- Exercise input

-*-

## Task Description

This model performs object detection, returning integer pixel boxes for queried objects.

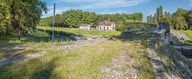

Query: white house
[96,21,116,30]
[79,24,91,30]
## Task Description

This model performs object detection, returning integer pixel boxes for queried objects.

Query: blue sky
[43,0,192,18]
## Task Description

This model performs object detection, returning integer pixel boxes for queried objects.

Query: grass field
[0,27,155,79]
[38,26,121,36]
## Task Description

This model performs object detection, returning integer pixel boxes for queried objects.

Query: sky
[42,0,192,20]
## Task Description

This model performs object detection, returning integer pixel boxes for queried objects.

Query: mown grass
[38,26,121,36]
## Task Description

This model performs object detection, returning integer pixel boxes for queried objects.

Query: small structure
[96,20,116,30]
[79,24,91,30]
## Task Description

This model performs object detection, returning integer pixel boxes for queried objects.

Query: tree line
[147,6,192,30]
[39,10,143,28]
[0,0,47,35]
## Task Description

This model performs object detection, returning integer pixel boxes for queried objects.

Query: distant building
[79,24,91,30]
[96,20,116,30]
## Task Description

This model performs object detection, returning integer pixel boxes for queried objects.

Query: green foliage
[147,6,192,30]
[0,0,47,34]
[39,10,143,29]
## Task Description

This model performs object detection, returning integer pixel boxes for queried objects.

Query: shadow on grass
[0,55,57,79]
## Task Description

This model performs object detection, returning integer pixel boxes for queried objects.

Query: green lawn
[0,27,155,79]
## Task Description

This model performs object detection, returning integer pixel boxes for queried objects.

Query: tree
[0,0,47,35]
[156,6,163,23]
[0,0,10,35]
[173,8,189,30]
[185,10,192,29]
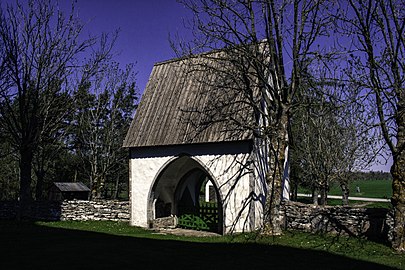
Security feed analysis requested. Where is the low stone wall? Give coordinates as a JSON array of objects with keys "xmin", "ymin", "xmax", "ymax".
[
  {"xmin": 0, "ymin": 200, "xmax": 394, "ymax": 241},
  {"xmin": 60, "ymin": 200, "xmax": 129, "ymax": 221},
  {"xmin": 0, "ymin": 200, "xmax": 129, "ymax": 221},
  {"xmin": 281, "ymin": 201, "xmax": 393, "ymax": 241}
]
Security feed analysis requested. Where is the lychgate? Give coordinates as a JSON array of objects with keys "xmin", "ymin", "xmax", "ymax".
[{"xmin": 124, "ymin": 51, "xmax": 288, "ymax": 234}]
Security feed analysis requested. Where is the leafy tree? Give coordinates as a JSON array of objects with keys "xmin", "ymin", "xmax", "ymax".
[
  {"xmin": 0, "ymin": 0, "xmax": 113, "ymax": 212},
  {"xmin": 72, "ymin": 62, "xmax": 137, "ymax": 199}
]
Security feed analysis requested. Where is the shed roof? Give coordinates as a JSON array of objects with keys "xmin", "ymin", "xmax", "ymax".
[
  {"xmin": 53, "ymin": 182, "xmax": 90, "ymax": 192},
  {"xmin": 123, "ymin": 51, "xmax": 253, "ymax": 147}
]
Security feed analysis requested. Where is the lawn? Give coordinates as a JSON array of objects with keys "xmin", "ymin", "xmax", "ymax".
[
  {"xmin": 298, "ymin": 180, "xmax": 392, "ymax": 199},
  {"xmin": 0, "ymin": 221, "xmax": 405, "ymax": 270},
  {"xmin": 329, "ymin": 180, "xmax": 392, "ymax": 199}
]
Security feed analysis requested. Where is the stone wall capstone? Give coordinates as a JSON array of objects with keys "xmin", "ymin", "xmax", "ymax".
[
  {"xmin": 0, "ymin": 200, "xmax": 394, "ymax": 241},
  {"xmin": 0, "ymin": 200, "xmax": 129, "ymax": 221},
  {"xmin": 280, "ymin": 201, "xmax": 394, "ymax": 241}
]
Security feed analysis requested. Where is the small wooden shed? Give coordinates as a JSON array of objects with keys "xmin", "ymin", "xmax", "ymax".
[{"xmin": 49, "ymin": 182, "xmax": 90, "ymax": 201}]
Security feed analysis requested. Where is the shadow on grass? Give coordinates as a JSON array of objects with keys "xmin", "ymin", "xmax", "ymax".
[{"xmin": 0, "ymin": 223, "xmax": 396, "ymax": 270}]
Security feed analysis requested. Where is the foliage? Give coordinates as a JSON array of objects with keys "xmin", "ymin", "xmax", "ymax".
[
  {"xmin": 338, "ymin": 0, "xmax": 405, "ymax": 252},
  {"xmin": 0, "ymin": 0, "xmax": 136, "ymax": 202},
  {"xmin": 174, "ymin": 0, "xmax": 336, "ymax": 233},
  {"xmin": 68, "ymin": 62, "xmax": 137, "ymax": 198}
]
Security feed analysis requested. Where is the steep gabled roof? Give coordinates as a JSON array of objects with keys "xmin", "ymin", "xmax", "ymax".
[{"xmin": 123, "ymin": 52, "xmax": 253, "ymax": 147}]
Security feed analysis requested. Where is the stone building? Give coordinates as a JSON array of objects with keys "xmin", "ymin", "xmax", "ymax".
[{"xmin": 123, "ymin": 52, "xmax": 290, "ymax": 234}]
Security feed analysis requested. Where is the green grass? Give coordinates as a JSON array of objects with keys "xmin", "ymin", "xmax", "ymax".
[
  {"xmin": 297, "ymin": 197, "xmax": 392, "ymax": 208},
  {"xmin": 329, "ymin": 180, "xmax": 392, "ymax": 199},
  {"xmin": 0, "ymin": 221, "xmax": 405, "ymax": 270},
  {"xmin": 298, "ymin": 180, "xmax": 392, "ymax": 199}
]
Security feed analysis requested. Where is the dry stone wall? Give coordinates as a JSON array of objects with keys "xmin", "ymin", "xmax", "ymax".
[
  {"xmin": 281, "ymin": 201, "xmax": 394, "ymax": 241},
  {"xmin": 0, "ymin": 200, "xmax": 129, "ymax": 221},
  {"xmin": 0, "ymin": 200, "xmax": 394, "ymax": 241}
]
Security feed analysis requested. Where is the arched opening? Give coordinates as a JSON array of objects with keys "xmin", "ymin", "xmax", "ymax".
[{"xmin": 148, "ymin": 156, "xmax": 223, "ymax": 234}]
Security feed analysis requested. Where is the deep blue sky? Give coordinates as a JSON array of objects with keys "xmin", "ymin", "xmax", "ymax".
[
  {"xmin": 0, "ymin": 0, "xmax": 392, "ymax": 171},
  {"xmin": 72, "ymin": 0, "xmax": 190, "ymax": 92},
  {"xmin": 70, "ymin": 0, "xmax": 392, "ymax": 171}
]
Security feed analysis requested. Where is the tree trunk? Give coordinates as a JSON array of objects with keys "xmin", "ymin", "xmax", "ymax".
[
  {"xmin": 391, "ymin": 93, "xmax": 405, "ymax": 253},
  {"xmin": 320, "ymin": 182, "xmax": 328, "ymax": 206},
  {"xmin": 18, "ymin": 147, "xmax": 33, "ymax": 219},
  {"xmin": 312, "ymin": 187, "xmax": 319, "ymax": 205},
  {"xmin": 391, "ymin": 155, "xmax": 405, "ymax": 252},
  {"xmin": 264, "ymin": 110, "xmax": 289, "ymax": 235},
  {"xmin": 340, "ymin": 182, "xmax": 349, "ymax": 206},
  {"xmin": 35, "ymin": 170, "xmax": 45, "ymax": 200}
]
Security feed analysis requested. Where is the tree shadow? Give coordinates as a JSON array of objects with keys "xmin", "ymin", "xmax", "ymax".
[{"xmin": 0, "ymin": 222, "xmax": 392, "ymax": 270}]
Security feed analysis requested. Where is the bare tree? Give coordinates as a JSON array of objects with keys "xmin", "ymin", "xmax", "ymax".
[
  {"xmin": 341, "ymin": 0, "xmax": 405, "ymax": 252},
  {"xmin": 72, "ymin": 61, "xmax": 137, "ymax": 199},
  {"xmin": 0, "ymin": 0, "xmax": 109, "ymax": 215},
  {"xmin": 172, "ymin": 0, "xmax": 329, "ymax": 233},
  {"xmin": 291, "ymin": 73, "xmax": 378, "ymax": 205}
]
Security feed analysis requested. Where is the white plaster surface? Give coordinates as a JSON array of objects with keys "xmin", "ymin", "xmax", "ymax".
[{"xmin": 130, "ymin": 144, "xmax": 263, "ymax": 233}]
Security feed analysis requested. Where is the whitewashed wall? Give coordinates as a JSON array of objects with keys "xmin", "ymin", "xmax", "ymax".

-*-

Return each line above that contains the word "blue". Case counts.

- Full solution
Query: blue sky
Security feed analysis requested. Where is the deep blue sky? Give coordinates as a JSON array of objects with keys "xmin", "ymin", "xmax", "ymax".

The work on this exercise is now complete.